- Detection annotation items

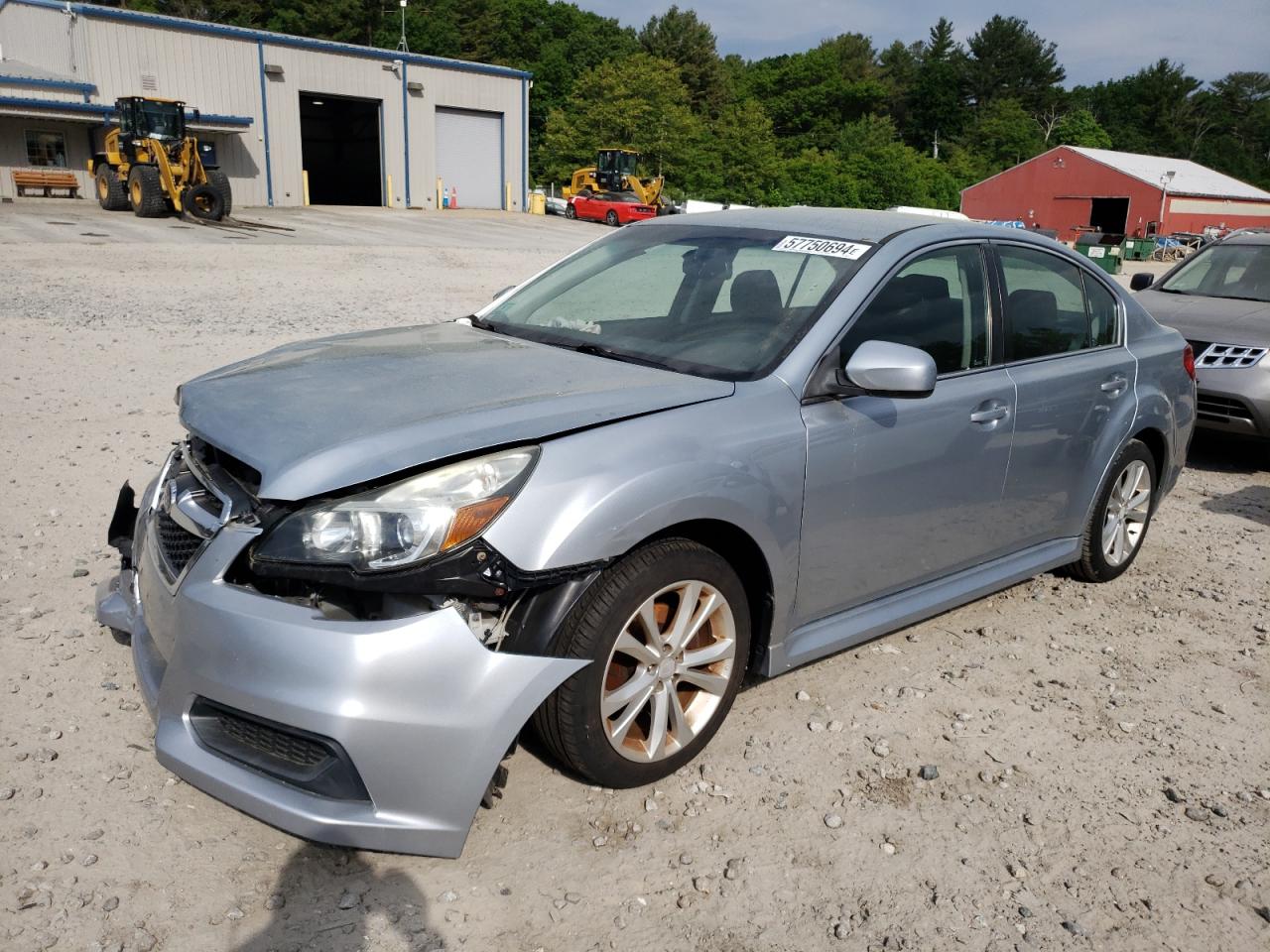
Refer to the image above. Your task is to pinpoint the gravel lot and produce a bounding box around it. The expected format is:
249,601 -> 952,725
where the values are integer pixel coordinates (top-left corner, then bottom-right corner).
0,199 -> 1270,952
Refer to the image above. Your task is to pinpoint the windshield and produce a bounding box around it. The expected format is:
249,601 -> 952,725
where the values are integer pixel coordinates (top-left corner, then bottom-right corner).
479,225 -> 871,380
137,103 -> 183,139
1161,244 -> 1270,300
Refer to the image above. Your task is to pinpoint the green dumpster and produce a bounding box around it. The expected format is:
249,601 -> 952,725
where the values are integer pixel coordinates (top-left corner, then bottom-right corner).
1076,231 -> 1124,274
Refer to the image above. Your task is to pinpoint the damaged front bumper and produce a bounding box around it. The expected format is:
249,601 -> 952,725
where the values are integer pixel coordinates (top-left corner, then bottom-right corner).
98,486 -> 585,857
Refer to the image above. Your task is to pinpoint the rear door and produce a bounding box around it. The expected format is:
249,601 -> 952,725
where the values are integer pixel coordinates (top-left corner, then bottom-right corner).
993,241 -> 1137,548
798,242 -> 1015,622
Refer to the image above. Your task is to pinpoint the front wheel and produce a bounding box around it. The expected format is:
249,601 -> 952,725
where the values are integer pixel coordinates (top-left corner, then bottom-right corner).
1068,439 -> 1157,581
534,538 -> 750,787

* * *

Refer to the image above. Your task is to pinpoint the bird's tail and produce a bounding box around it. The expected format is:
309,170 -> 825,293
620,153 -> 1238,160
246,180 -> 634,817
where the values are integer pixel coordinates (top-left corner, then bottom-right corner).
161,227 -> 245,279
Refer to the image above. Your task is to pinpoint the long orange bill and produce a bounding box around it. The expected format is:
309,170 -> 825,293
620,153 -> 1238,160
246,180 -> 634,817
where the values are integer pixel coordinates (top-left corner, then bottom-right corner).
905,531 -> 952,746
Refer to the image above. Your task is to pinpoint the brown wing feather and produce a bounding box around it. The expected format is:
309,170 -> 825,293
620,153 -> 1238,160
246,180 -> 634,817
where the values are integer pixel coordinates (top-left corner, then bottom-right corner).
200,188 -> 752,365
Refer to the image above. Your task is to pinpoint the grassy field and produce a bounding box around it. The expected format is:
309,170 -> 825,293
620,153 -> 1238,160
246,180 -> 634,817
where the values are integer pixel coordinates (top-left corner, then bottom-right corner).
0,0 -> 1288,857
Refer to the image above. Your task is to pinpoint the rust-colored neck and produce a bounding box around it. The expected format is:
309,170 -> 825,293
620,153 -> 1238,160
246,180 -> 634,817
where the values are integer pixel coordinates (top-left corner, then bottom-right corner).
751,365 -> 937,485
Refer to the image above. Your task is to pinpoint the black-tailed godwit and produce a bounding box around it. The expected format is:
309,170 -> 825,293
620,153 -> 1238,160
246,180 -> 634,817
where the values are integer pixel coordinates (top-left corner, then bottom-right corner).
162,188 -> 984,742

- Exercise directions
Reproduce the portion of the items that opens with the line containing "pinpoint the gravel" and closes with the line containing "0,199 -> 1270,952", increasing every answer coordinate by 3 and leaving the request and its format sample unchanged.

- Answer below
Refer to the image above. Your task is to pinpoint the gravel lot and produce a bounding box around it. The expected format is:
249,601 -> 952,725
where the values are integer pixel coordinates (top-left corner, then bottom-right corner).
3,202 -> 1273,955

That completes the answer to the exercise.